Ausgangstext:
========================================================================
Dass die von den Autobauern angebotene Zusammenarbeit von der EU ignoriert werde, "frustriert uns". Tavares kritisiert weiters, dass "die zwangsverordnete Elektrifizierung das Geschäft von Europa weg nach Asien verlagert". Auf Kundenwünsche nach leistbarer Mobilität werde keine Rücksicht genommen. Und der 60-Jährige mahnt: "Die, die jetzt an der Macht sind, werden von Menschen gewählt, die diese Maßnahmen betreffen. Das sollten sie vor der nächsten Wahl überdenken."
========================================================================
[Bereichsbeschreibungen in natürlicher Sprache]
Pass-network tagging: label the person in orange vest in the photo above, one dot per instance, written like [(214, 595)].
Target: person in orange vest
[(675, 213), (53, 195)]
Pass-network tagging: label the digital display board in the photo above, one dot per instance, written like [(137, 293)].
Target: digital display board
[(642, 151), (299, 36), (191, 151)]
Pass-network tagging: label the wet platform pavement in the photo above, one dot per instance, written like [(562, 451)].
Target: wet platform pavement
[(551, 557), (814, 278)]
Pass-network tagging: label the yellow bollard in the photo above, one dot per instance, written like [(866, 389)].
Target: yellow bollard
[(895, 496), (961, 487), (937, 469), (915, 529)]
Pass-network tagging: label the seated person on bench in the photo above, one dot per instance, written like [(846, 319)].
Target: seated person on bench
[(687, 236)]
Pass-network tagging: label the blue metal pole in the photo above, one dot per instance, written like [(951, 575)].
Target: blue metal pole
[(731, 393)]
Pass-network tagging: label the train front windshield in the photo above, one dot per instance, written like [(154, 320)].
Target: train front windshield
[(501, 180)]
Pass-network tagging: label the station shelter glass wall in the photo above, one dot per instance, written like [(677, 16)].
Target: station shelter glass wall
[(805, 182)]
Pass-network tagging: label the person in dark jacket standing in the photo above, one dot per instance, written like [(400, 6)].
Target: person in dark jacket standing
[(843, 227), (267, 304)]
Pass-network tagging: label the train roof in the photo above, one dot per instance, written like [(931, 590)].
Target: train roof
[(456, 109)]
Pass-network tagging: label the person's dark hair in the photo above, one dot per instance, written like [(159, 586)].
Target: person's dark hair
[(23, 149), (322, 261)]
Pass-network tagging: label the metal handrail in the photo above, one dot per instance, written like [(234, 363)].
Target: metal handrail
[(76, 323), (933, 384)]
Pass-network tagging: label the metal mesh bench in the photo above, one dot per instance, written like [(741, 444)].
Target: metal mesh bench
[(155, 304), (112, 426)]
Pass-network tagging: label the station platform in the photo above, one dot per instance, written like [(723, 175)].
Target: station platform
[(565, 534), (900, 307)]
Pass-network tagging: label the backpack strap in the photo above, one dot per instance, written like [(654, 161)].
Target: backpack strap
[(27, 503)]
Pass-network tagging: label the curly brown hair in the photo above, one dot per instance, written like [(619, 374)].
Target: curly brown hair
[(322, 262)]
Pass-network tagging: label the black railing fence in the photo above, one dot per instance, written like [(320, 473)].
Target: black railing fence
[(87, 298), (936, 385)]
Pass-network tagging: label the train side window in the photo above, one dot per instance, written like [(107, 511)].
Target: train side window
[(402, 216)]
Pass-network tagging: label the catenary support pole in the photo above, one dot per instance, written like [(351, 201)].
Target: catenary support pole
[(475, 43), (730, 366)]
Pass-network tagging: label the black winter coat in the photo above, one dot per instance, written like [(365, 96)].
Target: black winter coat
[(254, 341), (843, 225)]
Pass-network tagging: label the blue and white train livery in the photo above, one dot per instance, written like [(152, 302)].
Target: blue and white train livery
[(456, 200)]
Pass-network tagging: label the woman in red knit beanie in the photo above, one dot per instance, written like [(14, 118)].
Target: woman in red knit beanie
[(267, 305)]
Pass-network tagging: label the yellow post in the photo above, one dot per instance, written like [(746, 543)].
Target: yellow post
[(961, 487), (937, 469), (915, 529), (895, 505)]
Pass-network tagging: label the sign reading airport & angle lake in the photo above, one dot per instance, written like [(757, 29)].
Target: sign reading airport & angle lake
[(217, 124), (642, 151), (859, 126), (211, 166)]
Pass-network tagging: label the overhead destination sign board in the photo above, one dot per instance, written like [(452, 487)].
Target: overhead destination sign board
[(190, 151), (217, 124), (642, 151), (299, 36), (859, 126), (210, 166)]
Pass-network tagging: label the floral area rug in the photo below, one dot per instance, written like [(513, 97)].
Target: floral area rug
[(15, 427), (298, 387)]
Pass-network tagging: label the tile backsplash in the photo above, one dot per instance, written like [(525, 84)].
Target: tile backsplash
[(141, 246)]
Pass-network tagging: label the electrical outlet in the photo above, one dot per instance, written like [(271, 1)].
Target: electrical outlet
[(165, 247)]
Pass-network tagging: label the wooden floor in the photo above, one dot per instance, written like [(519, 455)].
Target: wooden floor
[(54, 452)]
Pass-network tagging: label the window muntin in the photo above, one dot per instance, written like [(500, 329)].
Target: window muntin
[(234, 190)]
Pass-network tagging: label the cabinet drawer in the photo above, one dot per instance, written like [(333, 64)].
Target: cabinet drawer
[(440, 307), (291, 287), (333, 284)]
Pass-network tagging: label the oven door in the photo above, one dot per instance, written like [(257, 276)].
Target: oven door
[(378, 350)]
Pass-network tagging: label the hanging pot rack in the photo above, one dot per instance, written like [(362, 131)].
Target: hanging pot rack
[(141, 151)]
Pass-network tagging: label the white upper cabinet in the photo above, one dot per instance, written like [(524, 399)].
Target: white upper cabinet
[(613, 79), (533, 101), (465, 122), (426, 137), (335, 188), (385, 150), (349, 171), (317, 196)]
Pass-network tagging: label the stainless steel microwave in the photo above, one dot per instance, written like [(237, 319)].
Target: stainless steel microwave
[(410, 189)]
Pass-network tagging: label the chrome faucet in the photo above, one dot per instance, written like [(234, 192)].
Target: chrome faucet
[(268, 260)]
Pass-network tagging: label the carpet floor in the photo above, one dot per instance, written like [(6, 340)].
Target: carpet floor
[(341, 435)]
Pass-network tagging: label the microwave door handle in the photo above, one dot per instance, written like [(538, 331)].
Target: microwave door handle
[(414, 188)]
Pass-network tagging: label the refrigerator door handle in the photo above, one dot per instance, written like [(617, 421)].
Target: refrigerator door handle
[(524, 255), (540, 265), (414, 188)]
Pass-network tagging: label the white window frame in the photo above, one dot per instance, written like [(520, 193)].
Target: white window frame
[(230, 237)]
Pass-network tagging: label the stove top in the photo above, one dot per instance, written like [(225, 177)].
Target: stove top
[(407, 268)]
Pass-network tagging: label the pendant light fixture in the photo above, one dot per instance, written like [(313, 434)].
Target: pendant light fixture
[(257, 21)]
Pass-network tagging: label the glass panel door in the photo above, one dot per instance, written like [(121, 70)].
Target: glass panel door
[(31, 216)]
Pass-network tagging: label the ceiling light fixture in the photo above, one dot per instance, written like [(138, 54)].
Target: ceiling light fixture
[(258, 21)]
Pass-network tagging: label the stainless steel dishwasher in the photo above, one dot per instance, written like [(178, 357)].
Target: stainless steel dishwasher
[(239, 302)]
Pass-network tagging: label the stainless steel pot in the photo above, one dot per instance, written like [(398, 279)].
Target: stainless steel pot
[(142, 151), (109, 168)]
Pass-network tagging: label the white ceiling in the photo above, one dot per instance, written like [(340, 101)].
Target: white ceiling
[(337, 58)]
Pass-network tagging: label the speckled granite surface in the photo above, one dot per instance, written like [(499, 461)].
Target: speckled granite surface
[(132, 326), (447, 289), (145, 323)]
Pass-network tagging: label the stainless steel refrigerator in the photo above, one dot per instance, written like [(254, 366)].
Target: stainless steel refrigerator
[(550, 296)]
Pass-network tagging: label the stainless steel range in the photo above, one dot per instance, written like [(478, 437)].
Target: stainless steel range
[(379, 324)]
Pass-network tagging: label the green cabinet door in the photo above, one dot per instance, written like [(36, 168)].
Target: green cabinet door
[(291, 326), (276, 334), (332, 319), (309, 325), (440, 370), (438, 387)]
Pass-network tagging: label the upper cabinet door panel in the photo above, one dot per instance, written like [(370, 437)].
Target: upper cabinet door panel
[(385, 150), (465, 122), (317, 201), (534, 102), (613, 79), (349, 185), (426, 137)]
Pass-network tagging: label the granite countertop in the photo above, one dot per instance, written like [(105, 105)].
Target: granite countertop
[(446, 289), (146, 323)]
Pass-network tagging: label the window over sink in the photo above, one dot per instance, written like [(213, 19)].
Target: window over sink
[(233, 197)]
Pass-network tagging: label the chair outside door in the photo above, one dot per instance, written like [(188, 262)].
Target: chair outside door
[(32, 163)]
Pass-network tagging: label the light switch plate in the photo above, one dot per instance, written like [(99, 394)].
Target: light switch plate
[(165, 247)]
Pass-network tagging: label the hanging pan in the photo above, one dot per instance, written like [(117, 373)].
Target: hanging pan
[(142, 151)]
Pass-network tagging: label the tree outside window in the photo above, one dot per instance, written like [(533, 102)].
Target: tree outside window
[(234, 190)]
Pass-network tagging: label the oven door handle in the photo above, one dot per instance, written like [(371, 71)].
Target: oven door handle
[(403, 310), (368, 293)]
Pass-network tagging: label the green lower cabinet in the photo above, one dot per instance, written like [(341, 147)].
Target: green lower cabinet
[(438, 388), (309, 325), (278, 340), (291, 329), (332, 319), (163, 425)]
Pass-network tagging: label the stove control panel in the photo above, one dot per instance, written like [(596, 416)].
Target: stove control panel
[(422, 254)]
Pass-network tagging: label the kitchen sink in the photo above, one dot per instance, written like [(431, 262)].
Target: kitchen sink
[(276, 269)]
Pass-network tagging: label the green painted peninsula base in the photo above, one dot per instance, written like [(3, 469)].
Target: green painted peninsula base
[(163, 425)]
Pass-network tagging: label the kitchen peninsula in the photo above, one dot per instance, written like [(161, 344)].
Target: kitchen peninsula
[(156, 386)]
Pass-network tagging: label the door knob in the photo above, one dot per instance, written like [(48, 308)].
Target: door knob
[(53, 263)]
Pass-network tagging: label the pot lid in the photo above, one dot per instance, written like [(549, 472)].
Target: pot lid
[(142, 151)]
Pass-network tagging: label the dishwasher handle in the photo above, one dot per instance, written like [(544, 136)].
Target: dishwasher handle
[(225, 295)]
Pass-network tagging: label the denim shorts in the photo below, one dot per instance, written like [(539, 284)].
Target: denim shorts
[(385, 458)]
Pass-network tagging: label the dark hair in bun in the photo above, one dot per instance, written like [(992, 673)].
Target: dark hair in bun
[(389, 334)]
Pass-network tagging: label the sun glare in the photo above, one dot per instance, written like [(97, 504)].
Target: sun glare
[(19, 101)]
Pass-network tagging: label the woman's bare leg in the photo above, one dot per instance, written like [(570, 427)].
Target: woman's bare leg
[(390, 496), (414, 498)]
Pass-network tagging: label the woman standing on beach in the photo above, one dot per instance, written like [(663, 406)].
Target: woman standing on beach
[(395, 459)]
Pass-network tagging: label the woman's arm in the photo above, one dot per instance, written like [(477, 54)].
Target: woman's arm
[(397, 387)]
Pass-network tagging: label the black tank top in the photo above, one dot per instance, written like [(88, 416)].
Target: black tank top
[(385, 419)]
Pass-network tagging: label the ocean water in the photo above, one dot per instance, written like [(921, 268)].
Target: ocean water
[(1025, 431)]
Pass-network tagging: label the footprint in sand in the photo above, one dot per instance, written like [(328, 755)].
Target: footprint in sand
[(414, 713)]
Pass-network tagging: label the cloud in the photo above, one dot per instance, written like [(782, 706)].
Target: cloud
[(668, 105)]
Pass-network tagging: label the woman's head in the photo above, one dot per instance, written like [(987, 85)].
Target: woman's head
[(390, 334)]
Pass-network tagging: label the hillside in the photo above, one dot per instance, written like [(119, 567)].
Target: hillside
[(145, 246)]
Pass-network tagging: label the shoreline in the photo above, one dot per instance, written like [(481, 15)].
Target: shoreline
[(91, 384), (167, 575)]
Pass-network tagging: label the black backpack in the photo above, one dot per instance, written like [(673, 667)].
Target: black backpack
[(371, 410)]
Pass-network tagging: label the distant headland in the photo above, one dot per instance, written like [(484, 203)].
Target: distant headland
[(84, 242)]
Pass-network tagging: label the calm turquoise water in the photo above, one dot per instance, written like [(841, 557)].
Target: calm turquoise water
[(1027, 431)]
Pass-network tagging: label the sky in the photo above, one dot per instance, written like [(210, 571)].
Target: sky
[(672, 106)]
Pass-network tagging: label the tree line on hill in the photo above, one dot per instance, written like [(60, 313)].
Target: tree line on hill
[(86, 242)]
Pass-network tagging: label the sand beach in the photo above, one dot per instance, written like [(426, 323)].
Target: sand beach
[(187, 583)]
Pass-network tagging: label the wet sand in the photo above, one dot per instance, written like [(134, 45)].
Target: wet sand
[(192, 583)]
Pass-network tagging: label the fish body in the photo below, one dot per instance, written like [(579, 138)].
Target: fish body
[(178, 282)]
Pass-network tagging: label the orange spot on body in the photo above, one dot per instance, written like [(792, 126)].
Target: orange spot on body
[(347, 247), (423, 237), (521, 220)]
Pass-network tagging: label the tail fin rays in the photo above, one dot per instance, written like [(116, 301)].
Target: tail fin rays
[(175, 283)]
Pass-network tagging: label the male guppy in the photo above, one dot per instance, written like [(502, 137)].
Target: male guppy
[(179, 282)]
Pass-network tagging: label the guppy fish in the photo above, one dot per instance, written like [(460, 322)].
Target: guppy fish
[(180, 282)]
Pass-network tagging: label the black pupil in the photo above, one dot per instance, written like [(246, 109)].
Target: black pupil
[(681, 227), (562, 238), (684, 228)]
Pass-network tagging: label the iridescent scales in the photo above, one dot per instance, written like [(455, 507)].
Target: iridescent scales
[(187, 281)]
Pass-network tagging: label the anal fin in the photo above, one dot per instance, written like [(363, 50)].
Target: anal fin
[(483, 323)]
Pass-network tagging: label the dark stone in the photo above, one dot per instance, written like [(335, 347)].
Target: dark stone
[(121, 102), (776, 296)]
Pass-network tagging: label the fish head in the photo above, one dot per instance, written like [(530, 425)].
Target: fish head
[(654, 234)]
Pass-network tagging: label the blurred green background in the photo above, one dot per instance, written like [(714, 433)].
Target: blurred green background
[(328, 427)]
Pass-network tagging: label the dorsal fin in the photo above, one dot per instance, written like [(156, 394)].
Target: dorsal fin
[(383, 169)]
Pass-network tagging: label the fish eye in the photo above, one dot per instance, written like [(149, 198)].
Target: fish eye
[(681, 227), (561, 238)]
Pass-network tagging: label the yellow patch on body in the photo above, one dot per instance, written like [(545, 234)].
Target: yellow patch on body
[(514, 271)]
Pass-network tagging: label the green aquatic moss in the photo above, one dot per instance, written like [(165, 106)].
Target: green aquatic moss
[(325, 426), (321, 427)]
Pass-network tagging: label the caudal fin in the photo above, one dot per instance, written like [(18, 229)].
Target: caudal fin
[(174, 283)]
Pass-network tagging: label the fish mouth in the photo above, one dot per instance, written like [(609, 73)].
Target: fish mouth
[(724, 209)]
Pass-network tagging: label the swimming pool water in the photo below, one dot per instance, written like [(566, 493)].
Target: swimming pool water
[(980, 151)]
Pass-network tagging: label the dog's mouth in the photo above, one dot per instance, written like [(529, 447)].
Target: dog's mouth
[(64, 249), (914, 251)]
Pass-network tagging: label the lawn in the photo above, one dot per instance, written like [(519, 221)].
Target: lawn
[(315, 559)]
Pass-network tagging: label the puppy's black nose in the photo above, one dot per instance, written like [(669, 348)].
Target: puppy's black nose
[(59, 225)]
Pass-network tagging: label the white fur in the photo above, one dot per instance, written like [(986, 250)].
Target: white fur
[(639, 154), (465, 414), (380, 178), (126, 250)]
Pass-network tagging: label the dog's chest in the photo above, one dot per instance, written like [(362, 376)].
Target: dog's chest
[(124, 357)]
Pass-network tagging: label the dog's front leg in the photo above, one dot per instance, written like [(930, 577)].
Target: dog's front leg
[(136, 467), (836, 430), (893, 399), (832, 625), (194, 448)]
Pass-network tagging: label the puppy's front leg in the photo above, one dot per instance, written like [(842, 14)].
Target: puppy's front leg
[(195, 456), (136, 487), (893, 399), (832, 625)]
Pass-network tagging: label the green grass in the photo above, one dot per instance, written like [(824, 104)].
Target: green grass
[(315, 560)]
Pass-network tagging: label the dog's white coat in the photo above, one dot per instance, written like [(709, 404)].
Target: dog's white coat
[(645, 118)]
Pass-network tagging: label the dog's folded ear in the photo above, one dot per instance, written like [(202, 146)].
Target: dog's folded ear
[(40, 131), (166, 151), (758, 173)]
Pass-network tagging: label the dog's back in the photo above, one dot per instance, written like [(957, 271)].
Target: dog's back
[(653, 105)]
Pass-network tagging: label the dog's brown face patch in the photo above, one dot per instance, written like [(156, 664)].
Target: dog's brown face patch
========================================================================
Zur Aufgabe: Schreibe die Fortsetzung des Ausgangstexts über Tavares' Kritik an der EU, beginnend nach dessen letztem Satz.

Schriftliche Antwort:
Doch Tavares kann auch Positives berichten: Mit der neuen Generation des Kleinwagens 208 kommen gleichzeitig eine Verbrenner- und eine E-Version. In Österreich wird der in Tyrnau (Slowakei) gebaute 208 als Verbrenner im Herbst und wenig später auch in der Elektroversion (mit 340 Kilometern Reichweite) am Start sein. Zwei Mobilitätslösungen für die Zukunft zeigt Citroën: das Kleinstauto Ami One (Seite 39) und den Space Tourer The Citroënist. Die Premiummarke DS setzt auf Elektrifizierung mit den E-Tense-Modellen von DS 3 und DS 7 Crossback. Weit fortgeschritten ist der Einstieg von Peugeot in den US-Markt (vorerst in ausgewählten Regionen) von Atlanta aus - dabei soll ein "höchst innovatives Vertriebskonzept" umgesetzt werden. Die Chancen sieht Tavares gut, "wir werden in den USA als Premiummarke wahrgenommen".